### Brief
The required lines are those that contain "shirt"; pull them out of the data and copy them.

START Material for this exercise

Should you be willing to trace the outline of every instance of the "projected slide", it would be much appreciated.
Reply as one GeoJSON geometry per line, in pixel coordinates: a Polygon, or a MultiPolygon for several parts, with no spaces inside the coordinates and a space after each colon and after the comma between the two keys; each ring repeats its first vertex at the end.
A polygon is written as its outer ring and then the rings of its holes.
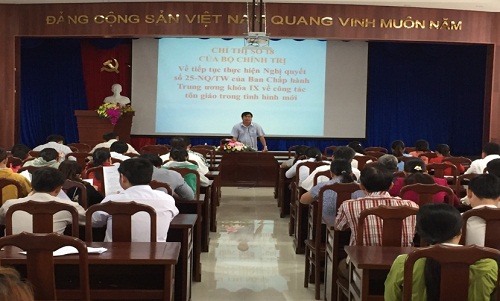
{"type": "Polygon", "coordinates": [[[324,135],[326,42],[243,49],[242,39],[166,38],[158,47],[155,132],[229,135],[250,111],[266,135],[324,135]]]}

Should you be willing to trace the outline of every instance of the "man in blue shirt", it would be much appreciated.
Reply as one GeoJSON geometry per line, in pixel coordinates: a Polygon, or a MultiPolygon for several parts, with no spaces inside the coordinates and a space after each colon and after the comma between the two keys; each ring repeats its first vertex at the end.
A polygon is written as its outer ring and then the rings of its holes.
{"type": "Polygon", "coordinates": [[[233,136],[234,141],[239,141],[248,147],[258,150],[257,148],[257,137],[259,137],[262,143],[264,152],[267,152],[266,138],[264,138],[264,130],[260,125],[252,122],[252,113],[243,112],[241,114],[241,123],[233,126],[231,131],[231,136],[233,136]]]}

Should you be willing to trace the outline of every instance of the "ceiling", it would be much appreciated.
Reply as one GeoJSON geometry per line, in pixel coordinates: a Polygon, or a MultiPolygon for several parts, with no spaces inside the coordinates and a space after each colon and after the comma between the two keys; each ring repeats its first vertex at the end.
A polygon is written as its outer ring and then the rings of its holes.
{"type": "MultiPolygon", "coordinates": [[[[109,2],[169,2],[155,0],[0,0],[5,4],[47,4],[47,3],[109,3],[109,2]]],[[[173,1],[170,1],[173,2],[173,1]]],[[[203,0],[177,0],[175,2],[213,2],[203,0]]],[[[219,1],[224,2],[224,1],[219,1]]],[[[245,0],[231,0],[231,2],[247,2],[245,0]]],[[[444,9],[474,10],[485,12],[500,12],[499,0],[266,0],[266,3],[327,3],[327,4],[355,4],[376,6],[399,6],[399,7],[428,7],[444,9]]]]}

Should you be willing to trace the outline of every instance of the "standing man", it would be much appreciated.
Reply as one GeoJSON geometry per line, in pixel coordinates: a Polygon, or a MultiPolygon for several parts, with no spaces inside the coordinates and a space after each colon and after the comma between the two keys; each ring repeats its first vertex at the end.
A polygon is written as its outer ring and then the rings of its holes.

END Material for this exercise
START Material for this exercise

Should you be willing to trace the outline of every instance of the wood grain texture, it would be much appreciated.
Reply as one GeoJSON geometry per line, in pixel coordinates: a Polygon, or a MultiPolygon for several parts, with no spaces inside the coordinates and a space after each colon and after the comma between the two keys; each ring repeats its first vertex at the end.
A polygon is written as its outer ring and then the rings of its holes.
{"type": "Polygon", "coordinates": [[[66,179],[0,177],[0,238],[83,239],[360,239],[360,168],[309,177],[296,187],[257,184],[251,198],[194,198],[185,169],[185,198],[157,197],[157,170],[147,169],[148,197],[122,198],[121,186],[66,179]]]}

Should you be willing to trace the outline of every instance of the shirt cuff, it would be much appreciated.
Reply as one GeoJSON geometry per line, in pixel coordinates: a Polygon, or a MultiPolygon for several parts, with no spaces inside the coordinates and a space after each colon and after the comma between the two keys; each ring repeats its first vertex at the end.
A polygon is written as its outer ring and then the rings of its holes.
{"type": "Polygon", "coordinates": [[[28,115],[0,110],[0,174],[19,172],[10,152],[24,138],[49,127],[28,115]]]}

END Material for this exercise
START Material for this exercise

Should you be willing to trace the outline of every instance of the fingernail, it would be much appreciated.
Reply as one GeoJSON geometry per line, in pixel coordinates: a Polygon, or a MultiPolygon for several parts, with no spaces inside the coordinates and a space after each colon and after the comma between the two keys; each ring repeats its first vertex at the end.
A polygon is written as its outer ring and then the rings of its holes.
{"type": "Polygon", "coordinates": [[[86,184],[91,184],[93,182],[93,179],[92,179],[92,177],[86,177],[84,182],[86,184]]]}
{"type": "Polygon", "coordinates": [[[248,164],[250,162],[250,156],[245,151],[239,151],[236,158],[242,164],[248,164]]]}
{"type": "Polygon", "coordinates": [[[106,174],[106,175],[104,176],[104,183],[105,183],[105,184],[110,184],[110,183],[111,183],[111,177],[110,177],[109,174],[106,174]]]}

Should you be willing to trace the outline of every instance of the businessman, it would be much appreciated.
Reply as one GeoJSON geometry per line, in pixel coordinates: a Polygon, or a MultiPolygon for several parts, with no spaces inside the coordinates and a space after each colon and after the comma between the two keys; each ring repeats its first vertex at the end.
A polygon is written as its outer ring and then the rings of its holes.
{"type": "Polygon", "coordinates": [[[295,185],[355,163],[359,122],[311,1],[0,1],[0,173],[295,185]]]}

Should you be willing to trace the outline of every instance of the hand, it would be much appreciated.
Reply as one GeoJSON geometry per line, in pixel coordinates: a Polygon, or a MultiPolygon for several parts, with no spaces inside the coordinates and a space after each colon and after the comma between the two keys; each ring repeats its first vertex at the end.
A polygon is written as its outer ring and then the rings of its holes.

END Material for this exercise

### Exercise result
Should you be willing to trace the outline of every instance of the "man in blue shirt", it would be much appreciated.
Should you be willing to trace the outline of every instance of the shirt cuff, it would be much appreciated.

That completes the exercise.